# Task to complete
How many lines in the items below contain the string "column", with case counting? Give only the number.
::::::::::
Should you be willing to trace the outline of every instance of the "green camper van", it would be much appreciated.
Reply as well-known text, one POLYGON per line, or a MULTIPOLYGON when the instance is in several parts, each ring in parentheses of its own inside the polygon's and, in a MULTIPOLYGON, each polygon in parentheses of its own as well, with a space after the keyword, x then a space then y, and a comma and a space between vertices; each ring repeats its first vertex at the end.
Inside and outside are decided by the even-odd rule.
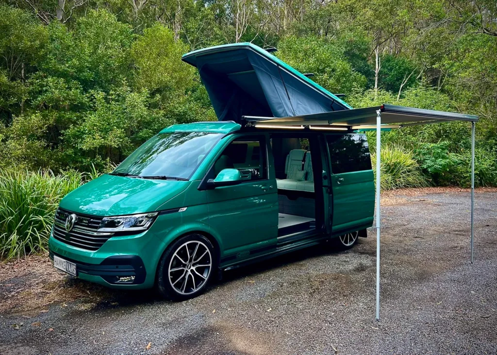
POLYGON ((351 107, 249 43, 182 59, 219 120, 166 128, 65 196, 49 242, 55 267, 182 300, 221 270, 366 237, 375 192, 365 136, 328 122, 264 124, 351 107))

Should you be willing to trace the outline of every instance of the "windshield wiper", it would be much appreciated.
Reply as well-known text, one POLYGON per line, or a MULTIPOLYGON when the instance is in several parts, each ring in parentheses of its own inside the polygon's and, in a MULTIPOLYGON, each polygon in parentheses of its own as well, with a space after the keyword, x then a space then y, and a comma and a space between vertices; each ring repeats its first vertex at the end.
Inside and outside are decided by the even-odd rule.
POLYGON ((109 173, 108 175, 115 175, 118 177, 128 177, 128 178, 138 178, 138 175, 130 174, 128 173, 109 173))
POLYGON ((187 178, 176 178, 175 177, 166 177, 164 175, 158 175, 157 176, 150 177, 138 177, 141 178, 157 179, 158 180, 179 180, 180 181, 188 181, 187 178))

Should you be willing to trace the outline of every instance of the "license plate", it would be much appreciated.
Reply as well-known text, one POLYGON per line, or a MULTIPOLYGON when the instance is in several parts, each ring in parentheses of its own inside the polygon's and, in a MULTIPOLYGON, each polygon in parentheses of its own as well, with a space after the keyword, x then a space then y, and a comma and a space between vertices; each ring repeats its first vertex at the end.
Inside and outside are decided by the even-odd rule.
POLYGON ((55 255, 54 256, 54 266, 56 268, 62 270, 73 276, 77 276, 76 274, 76 264, 68 262, 67 260, 64 260, 55 255))

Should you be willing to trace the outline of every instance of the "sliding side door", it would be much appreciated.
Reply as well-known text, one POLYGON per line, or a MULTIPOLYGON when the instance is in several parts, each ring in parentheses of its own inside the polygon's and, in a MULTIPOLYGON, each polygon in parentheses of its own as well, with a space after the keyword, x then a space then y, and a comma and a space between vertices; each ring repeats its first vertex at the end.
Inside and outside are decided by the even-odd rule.
POLYGON ((331 233, 370 227, 374 215, 374 177, 364 134, 326 135, 331 166, 331 233))

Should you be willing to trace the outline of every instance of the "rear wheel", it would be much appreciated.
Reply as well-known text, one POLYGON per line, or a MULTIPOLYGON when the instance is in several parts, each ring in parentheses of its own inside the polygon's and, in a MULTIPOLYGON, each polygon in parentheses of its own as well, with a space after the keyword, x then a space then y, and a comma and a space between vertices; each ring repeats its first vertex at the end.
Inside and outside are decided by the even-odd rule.
POLYGON ((182 301, 205 290, 217 268, 212 244, 199 234, 183 237, 164 253, 159 263, 157 286, 165 298, 182 301))
POLYGON ((331 242, 336 249, 346 250, 353 247, 357 243, 358 239, 359 231, 356 231, 338 236, 332 239, 331 242))

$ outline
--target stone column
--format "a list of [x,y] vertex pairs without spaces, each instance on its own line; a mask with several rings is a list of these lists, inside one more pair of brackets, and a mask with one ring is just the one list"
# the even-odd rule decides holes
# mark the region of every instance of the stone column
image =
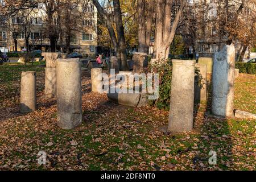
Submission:
[[63,129],[72,129],[82,123],[79,59],[59,59],[56,72],[57,123]]
[[143,68],[147,68],[147,55],[144,52],[135,52],[133,56],[133,72],[137,73],[141,73],[143,72]]
[[[207,100],[207,65],[199,63],[196,64],[196,68],[199,69],[201,78],[196,78],[195,82],[195,101],[202,102]],[[199,81],[201,78],[201,85],[199,85]]]
[[235,78],[239,77],[239,69],[235,69]]
[[195,60],[172,60],[168,131],[180,133],[193,129]]
[[20,81],[20,113],[32,112],[36,109],[36,73],[22,72]]
[[42,56],[46,59],[46,68],[56,68],[56,61],[59,56],[59,53],[43,52]]
[[214,114],[233,116],[235,48],[225,46],[214,55],[212,74],[212,111]]
[[110,69],[114,69],[115,73],[119,73],[118,60],[115,56],[110,57]]
[[46,98],[53,98],[56,94],[56,62],[59,53],[43,52],[42,56],[46,61],[44,94]]
[[46,68],[44,94],[46,97],[52,98],[56,96],[56,68]]
[[91,79],[92,79],[92,91],[93,92],[99,93],[98,86],[100,85],[102,81],[102,77],[100,75],[102,73],[102,69],[101,68],[92,68],[91,70]]

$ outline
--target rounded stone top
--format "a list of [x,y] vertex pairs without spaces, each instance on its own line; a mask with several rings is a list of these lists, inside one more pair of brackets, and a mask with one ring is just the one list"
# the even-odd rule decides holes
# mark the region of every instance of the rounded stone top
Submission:
[[142,55],[142,56],[147,56],[147,54],[146,53],[144,52],[134,52],[133,53],[134,55]]
[[59,62],[79,62],[79,58],[59,58],[57,60]]
[[195,65],[196,61],[193,60],[173,59],[172,63],[174,64],[185,64],[187,65]]

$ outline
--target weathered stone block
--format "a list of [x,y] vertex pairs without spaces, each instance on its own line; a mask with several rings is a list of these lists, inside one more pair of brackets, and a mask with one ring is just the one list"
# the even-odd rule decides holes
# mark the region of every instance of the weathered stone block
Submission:
[[141,73],[143,69],[147,68],[147,55],[146,53],[135,52],[133,56],[133,72]]
[[56,68],[56,62],[59,58],[59,53],[56,52],[43,52],[46,61],[46,68]]
[[46,98],[52,98],[56,96],[56,68],[46,68],[44,94]]
[[172,133],[193,129],[195,60],[172,60],[172,85],[168,130]]
[[212,111],[214,114],[233,116],[235,48],[225,46],[214,56],[212,75]]
[[93,92],[100,93],[101,83],[102,81],[101,76],[102,73],[102,69],[101,68],[92,68],[91,70],[91,80],[92,80],[92,91]]
[[36,73],[22,72],[20,81],[20,113],[32,112],[36,109]]
[[82,122],[81,66],[79,59],[57,61],[57,123],[72,129]]

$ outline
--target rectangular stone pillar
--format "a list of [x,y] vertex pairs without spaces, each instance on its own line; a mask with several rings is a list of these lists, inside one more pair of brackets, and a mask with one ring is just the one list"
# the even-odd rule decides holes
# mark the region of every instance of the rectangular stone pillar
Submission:
[[20,113],[32,112],[36,109],[36,73],[22,72],[20,81]]
[[193,129],[195,60],[172,60],[168,131]]
[[212,111],[214,114],[234,115],[234,46],[226,45],[214,54],[212,96]]
[[82,88],[79,59],[57,61],[57,123],[72,129],[82,123]]

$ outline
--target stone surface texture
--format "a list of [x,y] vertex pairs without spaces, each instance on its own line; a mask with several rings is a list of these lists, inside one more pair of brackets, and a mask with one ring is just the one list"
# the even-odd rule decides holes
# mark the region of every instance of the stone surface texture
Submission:
[[141,73],[143,69],[147,68],[147,55],[144,52],[135,52],[133,53],[133,72]]
[[109,93],[108,97],[114,103],[135,107],[147,105],[148,98],[146,94],[142,93]]
[[32,112],[36,109],[36,73],[22,72],[20,81],[20,113]]
[[174,133],[191,131],[196,61],[172,60],[172,64],[168,130]]
[[46,98],[53,98],[56,96],[56,68],[46,68],[44,94]]
[[72,129],[82,122],[79,59],[59,59],[56,72],[57,123],[63,129]]
[[96,93],[101,92],[101,88],[99,88],[101,82],[102,81],[101,75],[102,73],[102,69],[101,68],[92,68],[91,72],[92,80],[92,91]]
[[43,52],[42,56],[46,59],[46,68],[56,68],[56,61],[59,55],[56,52]]
[[196,68],[199,69],[202,80],[201,80],[201,85],[199,85],[199,78],[196,78],[195,101],[196,102],[205,101],[207,98],[207,65],[197,63]]
[[214,56],[212,75],[212,111],[221,116],[233,113],[235,48],[225,46]]

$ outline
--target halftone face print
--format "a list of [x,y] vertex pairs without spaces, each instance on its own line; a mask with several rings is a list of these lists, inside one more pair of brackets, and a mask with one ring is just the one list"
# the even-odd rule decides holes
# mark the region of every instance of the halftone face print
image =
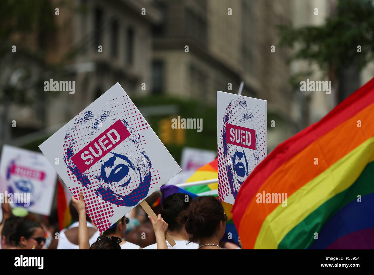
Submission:
[[233,204],[242,184],[265,157],[266,122],[258,106],[252,109],[245,97],[230,95],[237,98],[226,103],[217,122],[221,129],[218,144],[218,198]]
[[[140,134],[133,131],[124,119],[121,121],[130,136],[88,170],[82,173],[71,159],[75,152],[99,135],[105,128],[103,124],[115,122],[117,118],[110,113],[86,111],[77,118],[74,126],[66,132],[64,160],[71,169],[75,169],[74,174],[80,183],[104,201],[121,206],[133,206],[148,194],[151,165],[141,146]],[[82,131],[85,134],[80,134]],[[92,147],[94,154],[102,154],[99,146]]]
[[100,232],[181,171],[119,83],[39,148]]

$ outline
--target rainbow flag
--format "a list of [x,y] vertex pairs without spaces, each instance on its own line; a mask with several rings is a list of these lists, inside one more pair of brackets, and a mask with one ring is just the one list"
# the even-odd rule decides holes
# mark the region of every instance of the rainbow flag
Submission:
[[233,209],[244,248],[374,248],[373,116],[374,78],[257,165]]
[[68,205],[68,198],[66,197],[66,192],[61,182],[60,177],[57,181],[57,216],[60,230],[71,224],[73,220]]
[[[206,180],[217,178],[218,177],[217,159],[197,169],[196,172],[186,181],[186,182],[199,181]],[[195,198],[201,196],[214,196],[218,197],[218,183],[211,183],[205,185],[187,187],[184,189],[174,185],[167,185],[161,188],[163,198],[175,193],[184,193]],[[225,213],[229,216],[226,223],[226,234],[222,240],[238,244],[237,231],[234,224],[231,210],[232,205],[221,202]]]

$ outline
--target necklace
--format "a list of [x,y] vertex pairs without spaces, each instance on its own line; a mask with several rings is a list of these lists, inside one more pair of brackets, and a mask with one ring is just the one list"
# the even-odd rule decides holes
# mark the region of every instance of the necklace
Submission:
[[205,245],[215,245],[215,246],[218,246],[220,248],[221,248],[221,247],[218,244],[203,244],[202,245],[200,245],[197,248],[197,249],[199,249],[199,248],[202,247],[203,246],[205,246]]

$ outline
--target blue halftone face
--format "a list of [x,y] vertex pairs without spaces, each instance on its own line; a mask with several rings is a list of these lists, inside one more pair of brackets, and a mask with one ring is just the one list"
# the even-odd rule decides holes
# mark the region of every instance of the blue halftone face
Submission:
[[[71,160],[74,155],[73,148],[79,144],[80,148],[82,144],[85,144],[83,143],[86,143],[96,137],[101,123],[107,119],[114,121],[115,118],[110,117],[110,111],[98,114],[86,112],[77,119],[73,131],[68,131],[65,135],[64,144],[67,148],[64,161],[81,183],[104,201],[118,205],[134,206],[148,194],[151,184],[151,165],[141,147],[140,134],[136,131],[133,132],[126,121],[121,120],[130,132],[130,137],[87,171],[82,173]],[[84,132],[85,137],[74,137],[74,132],[77,135],[83,132],[80,129],[81,125],[84,125],[85,129],[89,125],[89,132]]]
[[[229,103],[222,120],[223,154],[226,159],[226,172],[231,193],[236,198],[242,184],[249,175],[248,158],[253,157],[258,160],[254,150],[242,147],[226,142],[226,123],[253,129],[251,125],[254,116],[248,110],[247,103],[243,99],[233,100]],[[256,144],[257,136],[256,133]]]

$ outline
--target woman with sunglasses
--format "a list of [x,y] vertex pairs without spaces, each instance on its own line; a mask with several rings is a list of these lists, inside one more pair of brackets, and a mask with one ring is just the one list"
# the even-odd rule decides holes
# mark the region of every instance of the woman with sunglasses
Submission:
[[26,220],[17,227],[9,238],[14,242],[16,249],[42,249],[46,241],[45,234],[41,225]]
[[197,249],[221,249],[227,216],[221,202],[211,196],[199,197],[181,213],[177,220],[184,224],[190,242],[198,243]]
[[[71,199],[73,205],[78,211],[79,216],[78,231],[79,249],[120,249],[120,244],[122,240],[115,236],[101,236],[98,237],[97,241],[90,246],[86,219],[86,206],[82,191],[79,192],[79,200],[76,199],[74,196],[71,197]],[[161,216],[159,215],[156,221],[153,220],[151,218],[150,219],[156,235],[157,249],[168,249],[165,237],[168,230],[168,224],[162,219]]]
[[129,221],[130,219],[126,216],[123,216],[120,220],[104,231],[102,235],[107,237],[116,237],[121,240],[121,249],[141,249],[139,245],[130,242],[125,239],[124,236],[126,231],[126,225]]

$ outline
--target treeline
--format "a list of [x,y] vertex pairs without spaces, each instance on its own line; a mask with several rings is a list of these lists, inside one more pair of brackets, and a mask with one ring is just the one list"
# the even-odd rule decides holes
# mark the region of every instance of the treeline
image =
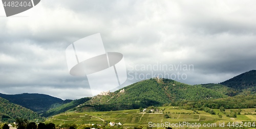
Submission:
[[87,102],[91,98],[91,97],[85,97],[73,100],[70,102],[62,104],[59,107],[50,109],[44,113],[41,116],[43,117],[48,117],[63,113],[70,109],[75,107],[76,106]]
[[41,119],[38,114],[20,105],[0,98],[0,121],[14,122],[15,118],[23,117],[27,119]]

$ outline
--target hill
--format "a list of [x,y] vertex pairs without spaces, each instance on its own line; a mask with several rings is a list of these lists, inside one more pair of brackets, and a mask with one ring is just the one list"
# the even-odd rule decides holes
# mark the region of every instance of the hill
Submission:
[[32,120],[42,119],[33,111],[0,97],[0,121],[10,123],[19,117]]
[[62,104],[57,107],[50,109],[41,114],[41,116],[44,117],[48,117],[63,113],[70,109],[75,107],[77,106],[87,102],[91,98],[91,97],[86,97],[73,100],[70,102]]
[[39,94],[6,95],[0,93],[0,97],[38,113],[47,111],[53,104],[64,102],[60,98]]
[[251,70],[241,74],[220,84],[237,90],[246,89],[255,92],[256,91],[256,70]]
[[140,106],[160,106],[182,100],[208,100],[227,97],[216,89],[201,85],[191,85],[168,79],[151,78],[124,87],[109,95],[97,95],[86,102],[77,111],[111,111],[139,109]]

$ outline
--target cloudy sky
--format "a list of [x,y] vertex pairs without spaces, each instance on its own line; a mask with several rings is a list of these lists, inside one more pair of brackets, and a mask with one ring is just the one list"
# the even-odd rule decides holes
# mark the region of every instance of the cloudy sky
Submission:
[[190,84],[222,82],[256,69],[255,5],[42,0],[8,17],[0,5],[0,93],[92,96],[86,76],[69,74],[65,51],[97,33],[106,52],[123,55],[127,79],[117,89],[157,75]]

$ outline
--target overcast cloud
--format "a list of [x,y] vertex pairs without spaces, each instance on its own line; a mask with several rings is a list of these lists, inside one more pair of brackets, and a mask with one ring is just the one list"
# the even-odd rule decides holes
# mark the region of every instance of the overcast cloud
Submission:
[[[190,84],[222,82],[256,69],[255,5],[255,1],[42,0],[9,17],[1,5],[0,93],[63,99],[91,96],[86,77],[69,74],[65,50],[97,33],[106,51],[124,56],[128,78],[118,88],[145,79],[147,74],[173,74],[169,78]],[[169,69],[159,68],[164,65]],[[193,69],[186,70],[189,65]],[[182,69],[170,70],[179,66]]]

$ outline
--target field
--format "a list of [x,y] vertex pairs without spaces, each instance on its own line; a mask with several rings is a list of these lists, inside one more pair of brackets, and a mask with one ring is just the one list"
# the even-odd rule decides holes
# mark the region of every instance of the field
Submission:
[[[256,122],[255,115],[243,115],[242,113],[246,112],[253,114],[255,109],[241,109],[241,115],[238,115],[236,118],[227,117],[226,114],[218,109],[214,109],[216,115],[211,115],[203,111],[197,111],[198,113],[197,113],[191,110],[179,109],[179,107],[165,106],[159,107],[159,109],[164,109],[165,110],[164,112],[151,113],[141,112],[139,110],[82,113],[68,112],[49,118],[47,121],[53,122],[57,125],[71,123],[77,125],[102,124],[104,123],[114,122],[116,123],[120,122],[122,124],[121,126],[126,128],[140,125],[166,126],[170,125],[173,128],[185,128],[187,125],[184,125],[183,127],[172,126],[175,125],[174,124],[183,122],[185,122],[186,124],[191,124],[188,126],[188,128],[232,128],[236,126],[243,126],[244,128],[252,128],[251,126],[255,125],[253,124],[253,122]],[[226,110],[225,112],[229,113],[230,111],[235,112],[236,110]],[[166,114],[168,115],[169,118],[165,118]],[[225,125],[225,127],[220,127],[223,125],[223,123]],[[193,126],[197,124],[197,125],[200,124],[201,126]],[[204,124],[208,124],[210,127],[202,127]],[[249,125],[250,127],[248,127]],[[256,125],[254,127],[256,127]]]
::::::::::
# Task output
2